Consigne » Reproduisez fidèlement le passage du texte sur le management à l'ère de l'IA qui commence aux mots « Ce que vous pouvez » et s'achève après les mots « premiers jets, synthèses) ».

Texte à lire »
Manager à l’ère de l’IA : 5 questions à vous poser avant de transformer votre équipe

D’un côté, vous lisez partout que l’IA va révolutionner le travail. De l’autre, vous voyez vos collègues perdus entre ChatGPT, Copilot, et trois autres outils dont ils ne maîtrisent aucun. Entre les deux ? Vous. Le ou la manager, qui doit composer avec le narratif du moment qui pousse (en urgence) à prendre le virage et le doute de le prendre trop tôt. Voilà le paradoxe : tout le monde parle de l’IA, mais personne ne sait vraiment comment l’intégrer dans son équipe.

Alors avant de vous foncer tête baissée dans la transformation IA de votre équipe, prenez le temps de vous poser 5 questions essentielles. L’idée n’est pas de tout planifier (ce serait illusoire), mais d’avoir une idée de là où vous voulez aller, de ce que vous voulez préserver, et de ce que vous souhaitez réellement transformer.

Question 1 : Quelles sont les tâches sans valeur ajoutée de mon équipe ?

Imaginons une cheffe de projet qui passe du temps à rédiger des comptes-rendus de réunions de pilotage et autre réunions de travail. Elle déteste ça, personne ne les lit mais “il faut bien que quelqu’un le fasse”. Aujourd’hui, elle fournit les informations à des IA génératives (outil de transcription automatique). Résultat ? 15 minutes à relire et ajuster, au lieu de 2 heures à rédiger. Elle n’a pas été remplacée mais elle a dégagé du temps. Et avec ce temps retrouvé, elle peut  s’atteler à ce qu’elle fait de mieux : par exemple échanger avec les utilisateurs/clients, affiner le plan d’action, réfléchir à la stratégie.

Ce que vous pouvez faire cette semaine

Listez les tâches de votre équipe qui sont :

  • Répétitives (ex : mise en forme de documents, saisie de données)
  • Chronophages mais peu créatives (ex : rédaction de premiers jets, synthèses)

Extraits de données »
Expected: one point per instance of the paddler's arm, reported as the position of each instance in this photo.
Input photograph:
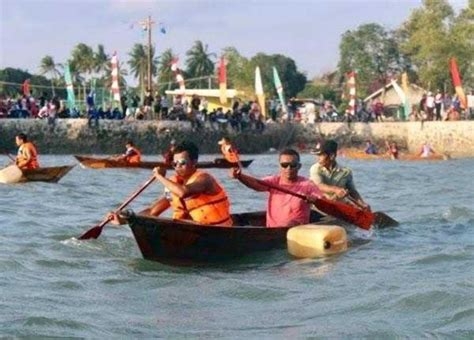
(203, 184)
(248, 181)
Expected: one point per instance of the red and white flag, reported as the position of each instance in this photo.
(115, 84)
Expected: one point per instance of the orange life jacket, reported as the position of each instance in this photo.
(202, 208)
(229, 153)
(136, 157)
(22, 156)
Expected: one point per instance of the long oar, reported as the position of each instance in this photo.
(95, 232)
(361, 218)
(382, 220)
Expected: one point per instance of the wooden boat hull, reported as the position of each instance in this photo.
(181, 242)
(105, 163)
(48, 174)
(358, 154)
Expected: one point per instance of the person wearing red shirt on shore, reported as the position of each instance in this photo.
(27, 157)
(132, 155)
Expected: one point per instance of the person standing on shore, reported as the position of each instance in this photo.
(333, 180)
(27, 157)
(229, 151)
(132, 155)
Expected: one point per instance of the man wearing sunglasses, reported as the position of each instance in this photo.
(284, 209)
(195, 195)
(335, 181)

* * *

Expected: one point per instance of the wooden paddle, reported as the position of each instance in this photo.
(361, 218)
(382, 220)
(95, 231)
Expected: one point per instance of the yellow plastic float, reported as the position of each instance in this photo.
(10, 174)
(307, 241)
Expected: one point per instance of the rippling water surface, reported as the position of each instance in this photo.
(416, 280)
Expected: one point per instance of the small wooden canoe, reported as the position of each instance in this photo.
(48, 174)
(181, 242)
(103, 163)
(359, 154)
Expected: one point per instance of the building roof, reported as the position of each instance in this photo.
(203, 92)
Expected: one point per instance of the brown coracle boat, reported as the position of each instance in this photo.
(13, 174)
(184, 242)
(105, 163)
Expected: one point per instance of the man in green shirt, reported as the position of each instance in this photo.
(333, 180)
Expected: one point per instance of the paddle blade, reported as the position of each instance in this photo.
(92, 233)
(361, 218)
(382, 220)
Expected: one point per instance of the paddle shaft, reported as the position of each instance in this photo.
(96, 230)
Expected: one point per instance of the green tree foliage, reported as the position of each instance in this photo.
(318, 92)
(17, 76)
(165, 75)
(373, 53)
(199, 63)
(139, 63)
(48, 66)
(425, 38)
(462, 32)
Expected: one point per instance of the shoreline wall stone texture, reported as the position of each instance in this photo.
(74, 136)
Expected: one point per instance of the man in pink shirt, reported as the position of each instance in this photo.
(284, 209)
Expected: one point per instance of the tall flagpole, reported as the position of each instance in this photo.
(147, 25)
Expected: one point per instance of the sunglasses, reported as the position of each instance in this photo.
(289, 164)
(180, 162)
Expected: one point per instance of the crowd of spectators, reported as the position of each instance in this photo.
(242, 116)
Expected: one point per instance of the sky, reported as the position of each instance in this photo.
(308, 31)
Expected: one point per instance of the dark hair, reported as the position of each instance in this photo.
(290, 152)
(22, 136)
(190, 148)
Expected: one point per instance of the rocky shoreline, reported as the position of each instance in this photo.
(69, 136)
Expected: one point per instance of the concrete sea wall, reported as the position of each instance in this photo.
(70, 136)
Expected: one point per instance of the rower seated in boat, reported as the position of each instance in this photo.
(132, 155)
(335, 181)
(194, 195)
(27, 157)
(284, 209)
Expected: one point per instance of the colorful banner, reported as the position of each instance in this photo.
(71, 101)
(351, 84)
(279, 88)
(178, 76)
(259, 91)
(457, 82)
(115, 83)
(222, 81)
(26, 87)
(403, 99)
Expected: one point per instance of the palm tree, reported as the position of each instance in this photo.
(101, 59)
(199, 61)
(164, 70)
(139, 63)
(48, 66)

* * *

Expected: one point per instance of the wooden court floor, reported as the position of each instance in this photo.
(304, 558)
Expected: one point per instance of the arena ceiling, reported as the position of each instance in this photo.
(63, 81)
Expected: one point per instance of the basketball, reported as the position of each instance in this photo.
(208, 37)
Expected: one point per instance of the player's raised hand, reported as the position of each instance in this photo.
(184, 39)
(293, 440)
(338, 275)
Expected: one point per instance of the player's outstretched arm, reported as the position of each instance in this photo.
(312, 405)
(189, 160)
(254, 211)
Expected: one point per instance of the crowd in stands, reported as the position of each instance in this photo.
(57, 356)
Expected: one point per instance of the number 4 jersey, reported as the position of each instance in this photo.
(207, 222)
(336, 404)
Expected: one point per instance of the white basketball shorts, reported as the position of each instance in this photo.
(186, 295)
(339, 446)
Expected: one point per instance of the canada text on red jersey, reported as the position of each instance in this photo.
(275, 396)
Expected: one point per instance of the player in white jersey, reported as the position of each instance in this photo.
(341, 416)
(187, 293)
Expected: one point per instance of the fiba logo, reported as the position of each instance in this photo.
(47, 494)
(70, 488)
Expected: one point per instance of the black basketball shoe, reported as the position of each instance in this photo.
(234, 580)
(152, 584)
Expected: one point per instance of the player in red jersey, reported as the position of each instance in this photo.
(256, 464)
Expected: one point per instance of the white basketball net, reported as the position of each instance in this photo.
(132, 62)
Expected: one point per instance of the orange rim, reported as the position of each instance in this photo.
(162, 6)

Réponse »
Ce que vous pouvez faire cette semaine

Listez les tâches de votre équipe qui sont :

  • Répétitives (ex : mise en forme de documents, saisie de données)
  • Chronophages mais peu créatives (ex : rédaction de premiers jets, synthèses)